### TO BE DONE
a: In the New York diary entry, translate this sentence into Spanish: "The cast is amazing and the music a time machine into a land of swinging skirts, romance and innocence."
b: Extend the New York diary entry, beginning right after its closing sentence about the rickshaw.

### TEXT TO READ
New York is expensive.
For 180$, this ointment better be a miracle.
But somehow I am not convinced.
Because I know, that I flush when nervous. And I flush extremely when afraid. And so you know, anyone wearing a white or green Doctor's coat gives me shivers and makes my heart rate go up.
So when Dr. Iyor or Ivy or whatever met me, I must have been tomato red, and he took the easiest and most obvious explanation.
One more cream to fill up my bathroom cupboard.
Guini pig, again.


www.nydermatologygroup.com


Prince calls to confirm our Broadway show. One of his colleges has arranged it all.
That is lovely news and I catch a cab to return to the hotel. The lobby is very happening, oh, I forgott, complimentary wine tasting in the afternoons. Free drinks are certainly a people magnet.
I decide against the temptation to join and do some googling on Rosacea instead.
After reading, that this condition does not include blackheads, and very oily skin, I am sure the Doc was wrong.
4 Doctors so far and 4 opinions. (5 with the facialist)
Who am I to trust?


1. Accutane!
2. You got nothing! Use this anti biotic creme when you get a spot!
3. Laser will make you perfect!
4. Use this rosacea cream!
5. (ENVIRON)! and electric facial brush


I will give it a few more shots and stick to Environ and antibiotic cream for now.
And the blues...


Prince returns shiny and glowy, ready to sweep me off to the musical.
8 o' clock he ushers, we must rush.
8?
"But the show is at 7"
"You must be mistaken"
"No, no, 8" he says
"Oh no, it is the wrong show"
"Radio City?" he asks panicking.
"No, Marquise, at 7"


It is 6.30 and we wonder if we should just go to the Christmas spectacular, since the tickets are already paid for. I do pout, I think, and Prince suggests that we try to make it to the MARQUISE and try our luck.
No chance to wear my new beloved heels (from Dubai) then, I think, as I envision us running down Broadway.
Here we come, rushing downstairs, looking for a taxi.
We wave down a towncar and tell him to rush us over to Broadway.
Prince tells me about his day and only than we realize that our driver is heading downton.
21th street, I look up in disbelieve. But...but..
The driver had gotten the place wrong and with squeaking tires he turns and we head back up again.
Stupid, the theater is so close to our hotel, we now lost precious minutes.
Like a madman our driver, probably feeling guilty, flies through Manhatten's congested roads and we jump out, once the traffic gets too clogged.
Time to run.
I am happy for my foresight.
We are sprinting towards Times square, like children, once again.
Storming up the escalators to the theater entrance, we are told that the tickets are sold outside, on the street. No, really, this is not our day. One more time.
5 minutes to go, but we get the tickets and make it upstairs, in time for my beloved "WHITE CHRISTMAS".


The show is magic.
We are sobbing, singing, smiling, hugging, dreaming and giggling.
The cast is amazing and the music a time machine into a land of swinging skirts, romance and innocence.
Prince is enchanted and I am in heaven...

Sniffling and holding hands we leave the Marquise. It is raining, but Times square is glittering, flickering and buzzing with hundreds of people. No taxi, of course, but there is a 'rickshaw' available, our new(!) favorite way of getting around the city.

### GIVEN MATERIAL
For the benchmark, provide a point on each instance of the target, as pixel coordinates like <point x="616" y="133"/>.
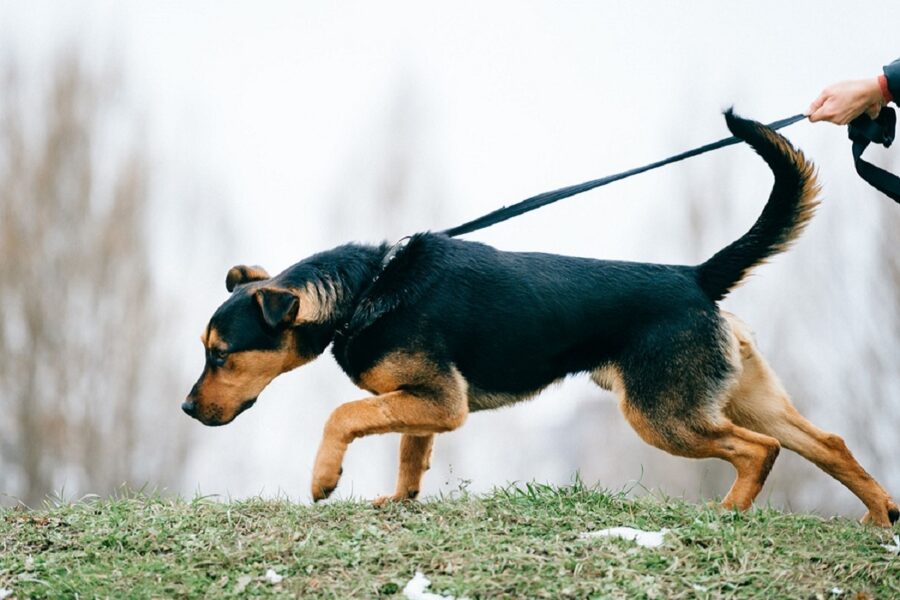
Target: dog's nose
<point x="189" y="407"/>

### ANSWERS FOR THE EXERCISE
a: El elenco es increíble y la música, una máquina del tiempo hacia un mundo de faldas que se balancean, romance e inocencia.

b:
Of course, it is not pulled like in the old days, but by a bicycle. Still, it has a taste of the past and it is very environmentally friendly. Funny to think, that once upon a time, all cabs where like this, so proudly we went into progress-future- and motorized machines took over. And here we are, future is with us, but we choose to go back to such humble way of transport.
I think it is great!
Ours is a luxurious one, as it has a plastic cover, which shields us from the rain. Our driver today is from Turkey, in NY to study and to make some money. Or better, to make some money to pay for the studies. He is handsome and smiley and extremely well mannered. Nothing to do with the strange and scary breed called yellow cabbie. I feel sorry for him, paddling in the rain, slight uphill. We are not thaaaat heavy, but Prince is not on the skinny side and build rather strongly.
20$ and 20 minutes later we arrive at my dinner choice for tonight. AUSTRIAN!
Yeaph, I really said Austrian.
I am in the need of a dose of home. And I imagined it perfect after the musical. Because my imagination is colorful and wild, I had envisioned a chalet style place, with gingham cloth and maybe some cow bells at the door. The smell of fondue, next to the fireplace...
You know, Austrian.
With one Michelin Star.
We arrived to a rather un-romantic, minimalistic place, with music a bit too loud for dining.
"I am not sure"...I already was turning on my heels when Prince said:  "Let's give it a shot, they have SCHNITZEL."
A Prince and so easy to make happy. He lovvvvvvvves Schnitzel.


The food comes to a pleasant surprise from the beginning to the end.
The Amuse Bouche, an interesting go at an octopus, followed by a potato soup that made up for all my HOME-LONGING.
Remember Ratatouille? When the skinny, dark glooming critic tastes the ratatouille and is transported back into mama's kitchen... Into a life of safety and home-cooking? Well, this potato soup is very close, even though, my mom never made such a soup.
Meanwhile the Chef is giving an interview on a table next to us, a pretty lady, getting to taste all his creations.
Oh, I want to be a food critic!!!
To try all those delicious foods and to meet all thoooooooose chefs... Ahhhh, a dream life!!!
We get the Chef over for a few minutes and he is young, easy going and just a cool guy, nothing to do with the imaginary MICHELIN STAR. Eduard Frauneder. May be worth to remember his name.
And of he runs, clad in jeans and well-used leather jacket for some mysterious date...(ahhh)


Schnitzel time, happy time... Prince is beaming from Schnitzel heaven and it is, of course delicious.
There is not much that can be done to a Schnitzel, but it can be GOOD or BAD or AVERAGE.
This one is way above good, and so are the spaetzle, a typical Austrian and Bavarian kind of gnocchi.


Yummmmm...


The waiter brings the dessert menu, but I feel so full.
Just a little taste, he teases. I resist, as I am too stuffed.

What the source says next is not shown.